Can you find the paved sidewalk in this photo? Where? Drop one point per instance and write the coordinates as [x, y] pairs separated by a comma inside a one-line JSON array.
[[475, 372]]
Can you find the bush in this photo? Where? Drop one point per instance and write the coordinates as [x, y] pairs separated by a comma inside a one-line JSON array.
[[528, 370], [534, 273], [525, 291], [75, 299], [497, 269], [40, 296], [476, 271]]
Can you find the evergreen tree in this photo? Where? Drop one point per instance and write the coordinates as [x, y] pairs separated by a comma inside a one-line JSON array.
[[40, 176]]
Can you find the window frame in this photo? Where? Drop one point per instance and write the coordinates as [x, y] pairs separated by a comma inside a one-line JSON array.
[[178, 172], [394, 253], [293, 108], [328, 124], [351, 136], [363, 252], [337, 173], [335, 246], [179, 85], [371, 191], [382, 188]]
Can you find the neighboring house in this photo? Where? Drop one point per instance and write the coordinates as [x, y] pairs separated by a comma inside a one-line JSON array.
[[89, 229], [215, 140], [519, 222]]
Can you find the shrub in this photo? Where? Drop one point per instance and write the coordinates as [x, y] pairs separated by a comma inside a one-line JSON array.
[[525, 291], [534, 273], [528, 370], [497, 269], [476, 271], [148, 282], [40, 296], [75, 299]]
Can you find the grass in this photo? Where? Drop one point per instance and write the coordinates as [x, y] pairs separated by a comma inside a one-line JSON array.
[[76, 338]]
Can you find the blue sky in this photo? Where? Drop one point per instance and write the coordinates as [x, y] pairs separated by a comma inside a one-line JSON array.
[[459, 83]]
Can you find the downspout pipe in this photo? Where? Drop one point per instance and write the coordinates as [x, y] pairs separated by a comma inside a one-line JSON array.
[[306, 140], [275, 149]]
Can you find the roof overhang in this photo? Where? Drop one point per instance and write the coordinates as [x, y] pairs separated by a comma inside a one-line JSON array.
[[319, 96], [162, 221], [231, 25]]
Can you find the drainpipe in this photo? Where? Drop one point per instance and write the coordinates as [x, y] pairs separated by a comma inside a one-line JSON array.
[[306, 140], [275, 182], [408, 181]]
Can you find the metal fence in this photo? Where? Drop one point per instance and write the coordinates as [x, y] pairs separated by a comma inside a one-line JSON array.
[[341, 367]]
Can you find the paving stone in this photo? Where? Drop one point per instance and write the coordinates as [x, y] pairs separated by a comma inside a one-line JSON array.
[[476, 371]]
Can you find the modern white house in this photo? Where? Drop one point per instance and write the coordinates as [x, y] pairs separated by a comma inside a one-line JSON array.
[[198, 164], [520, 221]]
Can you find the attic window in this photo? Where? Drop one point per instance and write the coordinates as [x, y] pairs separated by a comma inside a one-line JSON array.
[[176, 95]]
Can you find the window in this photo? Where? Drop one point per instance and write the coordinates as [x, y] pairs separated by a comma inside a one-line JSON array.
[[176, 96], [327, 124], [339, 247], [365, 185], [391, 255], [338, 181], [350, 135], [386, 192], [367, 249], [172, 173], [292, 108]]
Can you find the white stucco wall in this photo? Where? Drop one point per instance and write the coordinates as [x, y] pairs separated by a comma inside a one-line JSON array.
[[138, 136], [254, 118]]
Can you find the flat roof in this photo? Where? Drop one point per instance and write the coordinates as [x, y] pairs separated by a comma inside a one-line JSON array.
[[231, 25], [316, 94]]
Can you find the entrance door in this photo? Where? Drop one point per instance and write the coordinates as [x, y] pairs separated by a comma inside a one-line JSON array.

━━━━━━━━━━━━━━━━━━━━

→ AIM
Retype all of the lines above, keeping every character as it stands.

→ CORRECT RESULT
Can you find the paved sidewalk in this photo? Where? Drop one point per instance and write the coordinates as [x, y] pairs separated by a comma inside a one-line JSON array.
[[475, 372]]
Can you find the bush in this photo? Where? Drop one point per instance and write the coordinates as [x, y] pairs separated by a comma inside a one-line JSON array.
[[528, 370], [534, 273], [525, 291], [75, 299], [497, 269], [40, 296], [476, 271]]
Can you find the evergreen tree in this photo? Where? Drop one point per instance and write the coordinates as [x, y] pairs separated by a comma inside a one-line JSON array.
[[40, 176]]
Can you find the window frame in this photo? Where? Drop one point per instance and write the coordinates as [x, y] pairs separated by a comma inside a one-line JSON array.
[[178, 172], [394, 253], [293, 108], [328, 124], [351, 136], [363, 252], [337, 173], [335, 246], [179, 85], [371, 191], [382, 188]]
Can you find the neighboring house in this photo? Where? Drop one point per instance and write the coordinates as [x, y] pairs separated by a comma inside a one-line JSON array.
[[89, 229], [215, 140], [519, 222]]
Can you find the shrub in this photo? Where? Drop one point per instance and write the coordinates as [x, y] pairs separated by a comma inside a one-line JSON array.
[[525, 291], [534, 273], [528, 370], [497, 269], [476, 271], [148, 282], [40, 296], [75, 299]]
Can you find the grass in this photo? Where? Drop one point per instance and write the coordinates as [x, y] pairs separated by a comma inside a one-line JSON array.
[[76, 338]]
Can you find the blue sky in this photo? Where? Drop one point per instance and write the coordinates as [x, y] pairs separated by a comma inside a one-line JSON array.
[[459, 83]]
Can you find the downspout pipe in this photo? Where? Drop one point per instance and write the coordinates as [x, y] pairs separated by a comma inside a one-line JSON array.
[[306, 140], [275, 149]]
Can you find the roof overhang in this photo? Where? Drop one point per instance and write the coordinates as [x, y] pairs separated by a comma inside a one-line JSON array.
[[319, 96], [162, 221], [231, 25]]
Can you find the drainpipe in this photo? Where? Drop one point per instance and write the coordinates as [x, y] pairs separated by a comma inside a one-line JSON array.
[[306, 140], [275, 182], [408, 181]]
Can you find the metal fence in this photo? Where? Drop one point per instance and write the coordinates as [x, y] pairs separated by a comma inside a one-line JSON array.
[[341, 367]]
Can you find the paving stone in this photo? Where? Drop one point per instance and write the coordinates as [x, y] pairs separated by a comma inside a one-line JSON array.
[[476, 371]]
Can you find the modern white house in this photo? Where? Drop one point per instance and write the coordinates as [x, y] pairs separated by a comma inside a one-line JSON array.
[[198, 164], [520, 221]]
Can you find the attic window in this photo? Where? Drop one point per instance and write the coordinates as [x, y] pairs separated by a comma inside a one-line JSON array.
[[176, 95]]
Can you find the window in this photo? Where? Drop one point per instance and write the coordinates as [x, y] pairs separated by a comma inside a one-line JSON array.
[[176, 96], [327, 124], [339, 247], [365, 185], [391, 255], [338, 181], [350, 135], [386, 192], [367, 249], [172, 173], [292, 108]]
Can you find the white stucco wall in this photo? Where? Drop one point per instance and write the coordinates as [x, y] pairs separated by a comma inside a one-line JSON array.
[[138, 136], [254, 118]]
Can you find the flat roof in this photo? Where? Drop one point per instance and write the coordinates as [x, y] pairs separated by a comma inside a one-line JSON array.
[[231, 25], [316, 94]]
Can you find the entrance door in this photo? Where? Drop one point per instance and write the coordinates as [x, y] pairs separated by a comma inside a one-line JSON array.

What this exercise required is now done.